§ Data supplied:
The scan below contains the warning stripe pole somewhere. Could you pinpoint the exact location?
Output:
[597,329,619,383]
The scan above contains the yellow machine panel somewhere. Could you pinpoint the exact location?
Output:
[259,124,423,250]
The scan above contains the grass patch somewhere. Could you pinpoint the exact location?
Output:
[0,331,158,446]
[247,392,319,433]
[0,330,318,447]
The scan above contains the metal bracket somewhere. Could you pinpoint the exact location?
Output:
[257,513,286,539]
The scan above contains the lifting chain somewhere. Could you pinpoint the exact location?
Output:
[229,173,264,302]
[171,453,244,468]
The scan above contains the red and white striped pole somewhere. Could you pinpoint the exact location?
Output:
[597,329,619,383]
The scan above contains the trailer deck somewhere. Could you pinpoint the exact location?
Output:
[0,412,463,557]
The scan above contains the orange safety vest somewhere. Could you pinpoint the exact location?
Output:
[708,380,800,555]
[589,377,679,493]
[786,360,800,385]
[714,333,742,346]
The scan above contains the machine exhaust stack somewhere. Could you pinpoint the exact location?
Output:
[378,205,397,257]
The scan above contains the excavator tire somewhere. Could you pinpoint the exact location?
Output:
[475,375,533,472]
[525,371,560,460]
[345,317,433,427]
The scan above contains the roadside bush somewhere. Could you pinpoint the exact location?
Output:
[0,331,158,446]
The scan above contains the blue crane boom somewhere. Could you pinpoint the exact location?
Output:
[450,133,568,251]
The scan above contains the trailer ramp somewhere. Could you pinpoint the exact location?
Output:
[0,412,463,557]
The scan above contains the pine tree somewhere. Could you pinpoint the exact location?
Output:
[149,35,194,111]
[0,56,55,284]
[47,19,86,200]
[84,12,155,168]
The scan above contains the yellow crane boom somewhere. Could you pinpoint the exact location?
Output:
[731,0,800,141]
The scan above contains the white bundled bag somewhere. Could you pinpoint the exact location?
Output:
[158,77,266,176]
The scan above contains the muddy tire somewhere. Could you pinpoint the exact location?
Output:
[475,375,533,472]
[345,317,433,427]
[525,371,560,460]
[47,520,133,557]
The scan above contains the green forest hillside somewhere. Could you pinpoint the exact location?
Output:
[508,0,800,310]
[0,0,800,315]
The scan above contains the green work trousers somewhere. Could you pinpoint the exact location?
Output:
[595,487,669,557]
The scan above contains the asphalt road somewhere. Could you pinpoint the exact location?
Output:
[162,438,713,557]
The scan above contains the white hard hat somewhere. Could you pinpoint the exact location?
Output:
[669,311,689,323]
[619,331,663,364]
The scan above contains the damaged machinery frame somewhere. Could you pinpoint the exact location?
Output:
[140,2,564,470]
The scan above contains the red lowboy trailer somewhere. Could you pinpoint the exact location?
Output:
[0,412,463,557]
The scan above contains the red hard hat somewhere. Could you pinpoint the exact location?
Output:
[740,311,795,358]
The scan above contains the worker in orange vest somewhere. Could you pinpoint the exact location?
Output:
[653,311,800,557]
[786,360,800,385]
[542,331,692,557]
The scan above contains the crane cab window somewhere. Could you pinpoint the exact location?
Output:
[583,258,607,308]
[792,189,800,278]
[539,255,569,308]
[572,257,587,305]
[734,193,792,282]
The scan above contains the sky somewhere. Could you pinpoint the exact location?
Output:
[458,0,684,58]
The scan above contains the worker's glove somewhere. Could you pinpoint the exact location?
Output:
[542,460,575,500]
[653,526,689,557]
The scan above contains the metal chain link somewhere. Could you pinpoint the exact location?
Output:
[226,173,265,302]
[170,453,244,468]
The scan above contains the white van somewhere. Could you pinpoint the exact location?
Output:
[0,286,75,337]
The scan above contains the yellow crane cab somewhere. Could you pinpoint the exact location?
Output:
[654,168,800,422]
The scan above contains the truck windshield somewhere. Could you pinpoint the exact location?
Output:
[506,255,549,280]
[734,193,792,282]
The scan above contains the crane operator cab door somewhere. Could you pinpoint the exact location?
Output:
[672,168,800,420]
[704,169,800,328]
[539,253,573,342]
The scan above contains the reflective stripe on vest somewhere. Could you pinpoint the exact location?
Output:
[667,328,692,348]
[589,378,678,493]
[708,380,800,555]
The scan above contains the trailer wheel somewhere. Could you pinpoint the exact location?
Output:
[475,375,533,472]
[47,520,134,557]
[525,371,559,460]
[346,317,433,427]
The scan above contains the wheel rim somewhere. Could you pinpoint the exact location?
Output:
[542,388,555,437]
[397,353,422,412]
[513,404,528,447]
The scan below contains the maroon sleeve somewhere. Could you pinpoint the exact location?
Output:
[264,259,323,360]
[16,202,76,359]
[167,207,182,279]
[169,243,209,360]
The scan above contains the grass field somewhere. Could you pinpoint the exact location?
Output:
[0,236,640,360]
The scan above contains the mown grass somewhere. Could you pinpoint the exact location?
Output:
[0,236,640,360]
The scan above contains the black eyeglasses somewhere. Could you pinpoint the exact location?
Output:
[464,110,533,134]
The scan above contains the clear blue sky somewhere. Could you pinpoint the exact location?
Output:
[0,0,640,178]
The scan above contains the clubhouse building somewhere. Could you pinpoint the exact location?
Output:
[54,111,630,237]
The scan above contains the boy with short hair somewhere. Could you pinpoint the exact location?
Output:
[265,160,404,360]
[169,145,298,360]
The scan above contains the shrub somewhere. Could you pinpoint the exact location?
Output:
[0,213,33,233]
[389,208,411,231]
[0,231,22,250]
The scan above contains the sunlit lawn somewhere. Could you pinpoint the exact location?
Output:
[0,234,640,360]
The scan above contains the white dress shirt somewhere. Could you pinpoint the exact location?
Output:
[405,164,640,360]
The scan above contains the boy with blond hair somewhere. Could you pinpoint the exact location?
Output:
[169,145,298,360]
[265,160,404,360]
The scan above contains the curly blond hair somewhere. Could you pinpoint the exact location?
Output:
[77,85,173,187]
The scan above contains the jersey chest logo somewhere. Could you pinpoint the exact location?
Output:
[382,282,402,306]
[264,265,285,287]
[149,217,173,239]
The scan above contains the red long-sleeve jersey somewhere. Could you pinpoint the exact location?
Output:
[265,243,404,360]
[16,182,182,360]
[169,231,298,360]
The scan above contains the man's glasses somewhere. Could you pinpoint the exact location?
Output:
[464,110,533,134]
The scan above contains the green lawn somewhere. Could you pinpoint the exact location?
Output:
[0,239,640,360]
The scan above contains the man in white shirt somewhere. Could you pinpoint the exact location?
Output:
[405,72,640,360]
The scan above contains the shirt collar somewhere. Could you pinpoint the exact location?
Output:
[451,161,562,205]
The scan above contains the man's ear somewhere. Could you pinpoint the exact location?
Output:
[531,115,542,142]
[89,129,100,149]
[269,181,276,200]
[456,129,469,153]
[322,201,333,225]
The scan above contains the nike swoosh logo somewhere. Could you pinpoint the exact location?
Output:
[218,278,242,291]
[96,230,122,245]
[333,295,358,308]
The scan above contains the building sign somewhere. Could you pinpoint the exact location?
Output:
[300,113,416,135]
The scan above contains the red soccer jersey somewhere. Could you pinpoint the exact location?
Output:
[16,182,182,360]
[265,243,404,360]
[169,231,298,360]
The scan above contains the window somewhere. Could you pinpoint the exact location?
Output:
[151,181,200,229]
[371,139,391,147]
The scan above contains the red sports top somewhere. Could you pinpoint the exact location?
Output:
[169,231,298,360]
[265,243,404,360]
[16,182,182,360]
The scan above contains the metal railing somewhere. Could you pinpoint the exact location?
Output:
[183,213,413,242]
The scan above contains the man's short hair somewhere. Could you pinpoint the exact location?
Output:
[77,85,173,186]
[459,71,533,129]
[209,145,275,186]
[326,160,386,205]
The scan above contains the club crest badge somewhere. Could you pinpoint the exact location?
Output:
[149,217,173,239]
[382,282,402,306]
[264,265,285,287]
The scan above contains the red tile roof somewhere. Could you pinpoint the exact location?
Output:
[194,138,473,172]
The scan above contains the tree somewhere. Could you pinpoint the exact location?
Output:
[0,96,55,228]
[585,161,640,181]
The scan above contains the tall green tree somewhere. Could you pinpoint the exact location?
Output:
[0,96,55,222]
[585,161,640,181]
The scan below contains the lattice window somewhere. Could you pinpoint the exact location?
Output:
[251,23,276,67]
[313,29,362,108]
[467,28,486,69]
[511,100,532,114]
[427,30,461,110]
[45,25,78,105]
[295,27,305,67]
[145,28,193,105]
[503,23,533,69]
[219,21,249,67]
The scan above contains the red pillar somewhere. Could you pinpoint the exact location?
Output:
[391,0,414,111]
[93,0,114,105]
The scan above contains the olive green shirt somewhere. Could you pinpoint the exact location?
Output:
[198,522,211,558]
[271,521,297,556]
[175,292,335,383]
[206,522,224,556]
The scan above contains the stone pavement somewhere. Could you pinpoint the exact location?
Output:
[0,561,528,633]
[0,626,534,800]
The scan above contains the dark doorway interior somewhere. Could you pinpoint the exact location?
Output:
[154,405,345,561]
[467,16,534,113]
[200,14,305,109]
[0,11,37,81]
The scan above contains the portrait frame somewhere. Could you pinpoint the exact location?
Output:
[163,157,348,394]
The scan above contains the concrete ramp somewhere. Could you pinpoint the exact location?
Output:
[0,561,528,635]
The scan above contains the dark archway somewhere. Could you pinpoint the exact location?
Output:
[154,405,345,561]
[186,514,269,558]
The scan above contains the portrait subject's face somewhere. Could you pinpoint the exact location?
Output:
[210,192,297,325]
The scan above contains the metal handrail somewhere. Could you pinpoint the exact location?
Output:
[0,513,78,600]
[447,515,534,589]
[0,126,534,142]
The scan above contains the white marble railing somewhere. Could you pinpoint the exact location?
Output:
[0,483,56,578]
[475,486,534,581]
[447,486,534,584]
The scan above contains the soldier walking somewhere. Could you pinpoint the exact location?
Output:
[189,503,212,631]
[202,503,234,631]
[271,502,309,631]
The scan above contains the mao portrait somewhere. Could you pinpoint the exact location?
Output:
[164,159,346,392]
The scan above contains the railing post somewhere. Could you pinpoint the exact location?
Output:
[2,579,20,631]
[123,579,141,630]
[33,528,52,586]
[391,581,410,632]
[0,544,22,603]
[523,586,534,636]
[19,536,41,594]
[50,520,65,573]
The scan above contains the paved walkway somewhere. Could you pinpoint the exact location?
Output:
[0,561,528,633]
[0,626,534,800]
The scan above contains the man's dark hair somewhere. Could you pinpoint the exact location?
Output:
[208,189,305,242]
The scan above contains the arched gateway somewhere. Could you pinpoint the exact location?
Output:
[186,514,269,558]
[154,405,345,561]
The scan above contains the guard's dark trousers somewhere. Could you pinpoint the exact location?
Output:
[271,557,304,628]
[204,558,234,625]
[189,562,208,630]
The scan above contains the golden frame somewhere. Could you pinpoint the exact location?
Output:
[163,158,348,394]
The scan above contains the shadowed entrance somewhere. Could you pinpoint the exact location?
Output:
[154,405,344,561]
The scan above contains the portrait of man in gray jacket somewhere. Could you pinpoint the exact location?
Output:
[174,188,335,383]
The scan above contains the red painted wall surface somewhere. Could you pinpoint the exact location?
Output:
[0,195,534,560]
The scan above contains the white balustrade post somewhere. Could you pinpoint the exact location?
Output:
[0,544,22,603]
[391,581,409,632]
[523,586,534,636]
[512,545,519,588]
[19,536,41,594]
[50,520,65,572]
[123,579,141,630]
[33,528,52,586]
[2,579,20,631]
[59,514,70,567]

§ Written request: Retype the lines from the line with "The scan above contains the grass patch" to the line with "[714,333,742,346]", matching each one character for character, both of those lines included.

§ Solution to the problem:
The scan above contains the grass patch somewhere. Could you pinpoint the exact location?
Output:
[0,331,158,446]
[247,392,319,433]
[0,330,318,447]
The scan above contains the metal bracket somewhere. Could you pinpoint the exact location?
Output:
[257,513,286,539]
The scan above contains the lifting chain somewhere. Could you pinpoint the exact location?
Output:
[229,173,264,302]
[171,453,244,468]
The scan above contains the red and white striped pole somewhere. Could you pinpoint the exact location?
Output:
[597,329,619,383]
The scan above contains the trailer deck somewhere. Could you pinpoint the exact location?
Output:
[0,412,463,557]
The scan above contains the orange safety vest somewhere. Could you pinpoint the exact location?
Output:
[708,380,800,555]
[589,377,679,493]
[786,360,800,385]
[714,333,742,346]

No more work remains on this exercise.